** Opening Text provided block **

Can you share more about your journey to Workday?
In year 19 at Microsoft, I moved into yet another new role focused on AI ethics. It was a great opportunity, but I thought, if I’m going to start from scratch again and spend the next year ramping up in a new role, maybe it’s time to do that someplace else? While I valued my time at Microsoft, I decided to explore outside opportunities. I tapped into my network, and that’s when Workday popped up.
I knew a bit about Workday, and what I knew was good. I did my research, and as I saw article after article about the exceptional Workday company culture, my interest grew. Then what sealed it for me was the people. I had a chance during my interviews to meet most of the executive leadership team and some members of the Workday board. Without exception, I came away from each encounter thinking, “Wow, that person was super impressive, incredibly smart, down to earth, and genuinely humble—I would love to work alongside them!” That’s when I decided to join Workday.
As I reflect back on the interview process and what I perceived Workday’s culture to be, I’m happy to report that Workday walks the talk, including commitment to core values and philosophy that happy employees equal happy customers.
What’s the best leadership advice you’ve received, and what leadership qualities do you appreciate in your colleagues?
Early in my career, I went from being an individual contributor to leading a team of more than 50, so I relied on guidance from my people leader who said, “hire great people, create a climate of trust where employees can be their best selves, and trust them to do the job you hired them to do.” Since then, I’ve viewed trust as the key ingredient for creating high-impact teams.
I like to think of trust as the grease that makes all the gears move much more easily. For example, information freely flows, silos fall away, difficult conversations are easier to have if you’ve created an environment where people trust each other, have each other’s backs, and operate as one team.
The challenges of the pandemic have confirmed the importance of creating a foundation of trust and an empowered working environment. We went from a team dynamic where many of us were in the office every day, to an environment where none of us were in the office for over two years. It’s been challenging and, not surprisingly, harder to build trusted relationships in a remote working environment, but it’s still possible.

** Closing Text provided block **
** Opening Extracted information block **

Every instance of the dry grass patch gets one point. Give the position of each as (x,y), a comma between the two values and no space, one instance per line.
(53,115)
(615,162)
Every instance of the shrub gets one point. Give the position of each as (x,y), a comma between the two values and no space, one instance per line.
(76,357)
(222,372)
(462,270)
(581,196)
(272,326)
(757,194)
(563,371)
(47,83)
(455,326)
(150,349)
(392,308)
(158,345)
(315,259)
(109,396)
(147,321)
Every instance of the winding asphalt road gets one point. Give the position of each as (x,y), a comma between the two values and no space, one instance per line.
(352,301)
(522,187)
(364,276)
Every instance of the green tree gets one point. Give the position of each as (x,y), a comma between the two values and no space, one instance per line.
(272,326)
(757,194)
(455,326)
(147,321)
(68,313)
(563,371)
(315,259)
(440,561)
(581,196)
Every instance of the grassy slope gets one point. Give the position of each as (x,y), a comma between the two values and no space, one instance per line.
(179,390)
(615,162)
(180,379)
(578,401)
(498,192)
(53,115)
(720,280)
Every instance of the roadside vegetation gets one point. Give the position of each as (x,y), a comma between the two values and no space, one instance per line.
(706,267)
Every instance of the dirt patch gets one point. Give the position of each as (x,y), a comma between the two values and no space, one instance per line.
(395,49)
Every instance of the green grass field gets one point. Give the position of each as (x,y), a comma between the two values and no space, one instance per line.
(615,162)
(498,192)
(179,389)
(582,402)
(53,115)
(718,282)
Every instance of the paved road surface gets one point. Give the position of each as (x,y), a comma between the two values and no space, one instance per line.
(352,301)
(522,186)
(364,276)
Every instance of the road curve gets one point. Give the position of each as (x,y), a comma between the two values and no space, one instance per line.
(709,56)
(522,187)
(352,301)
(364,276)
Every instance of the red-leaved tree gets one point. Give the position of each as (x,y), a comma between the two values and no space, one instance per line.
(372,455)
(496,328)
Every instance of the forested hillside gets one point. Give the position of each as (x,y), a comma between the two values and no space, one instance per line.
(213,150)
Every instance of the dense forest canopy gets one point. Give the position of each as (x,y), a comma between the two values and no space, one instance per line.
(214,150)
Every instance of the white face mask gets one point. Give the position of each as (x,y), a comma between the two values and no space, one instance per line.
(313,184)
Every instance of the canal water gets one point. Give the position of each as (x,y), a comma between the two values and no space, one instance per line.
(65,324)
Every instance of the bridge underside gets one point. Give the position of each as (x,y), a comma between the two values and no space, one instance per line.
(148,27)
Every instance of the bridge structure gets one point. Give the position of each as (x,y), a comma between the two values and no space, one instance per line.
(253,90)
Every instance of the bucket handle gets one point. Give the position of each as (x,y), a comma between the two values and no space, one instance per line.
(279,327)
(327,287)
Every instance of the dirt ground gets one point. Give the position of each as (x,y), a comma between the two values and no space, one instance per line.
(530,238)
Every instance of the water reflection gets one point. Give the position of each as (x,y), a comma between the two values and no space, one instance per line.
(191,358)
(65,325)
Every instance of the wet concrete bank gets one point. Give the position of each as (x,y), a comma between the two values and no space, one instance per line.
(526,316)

** Closing Extracted information block **

What you need to do
A) In the interview about joining Workday, why did the speaker consider leaving Microsoft? Answer in one to three sentences.
B) Carry on the interview about joining Workday from its last sentence.

Responses for each task
A) In year 19 at Microsoft, the speaker moved into yet another new role, this one focused on AI ethics. Facing the prospect of starting from scratch and spending the next year ramping up, the speaker reasoned that it might be time to do that someplace else.

B)
Now as the pandemic subsides, we’ll bring people back together for what we’re calling “moments that matter.” I’m looking forward to reaccelerating our trust-building efforts with in-person gatherings, and more opportunities for people to get to know each other, open up, be transparent, and be even a little vulnerable with each other as we take on a hybrid work environment.
How does the work of the legal, compliance, and corporate affairs team fit within the broader mission of Workday?
When I think about my team and our contributions to Workday’s success, the opportunities ahead for us feel unbounded. From inception, Workday has earned customers’ trust by making ironclad commitments to secure their data and protect their privacy. That remains as true today as it was 17 years ago.
Today, the world has become more complicated and the regulatory environment is experiencing rapid changes and expansive regulation that cuts across nearly every facet of my team’s work: privacy, cybersecurity, competition law, environmental-social-governance, trade and export controls, AI/ML [machine learning] regulation, and accessibility. Fortunately, my team is an amazing group of professionals who work to understand these regulations, forecast and shape where they are going, and advise Workday on not just what we must do to comply, but on what Workday can create to help our customers meet their own compliance obligations.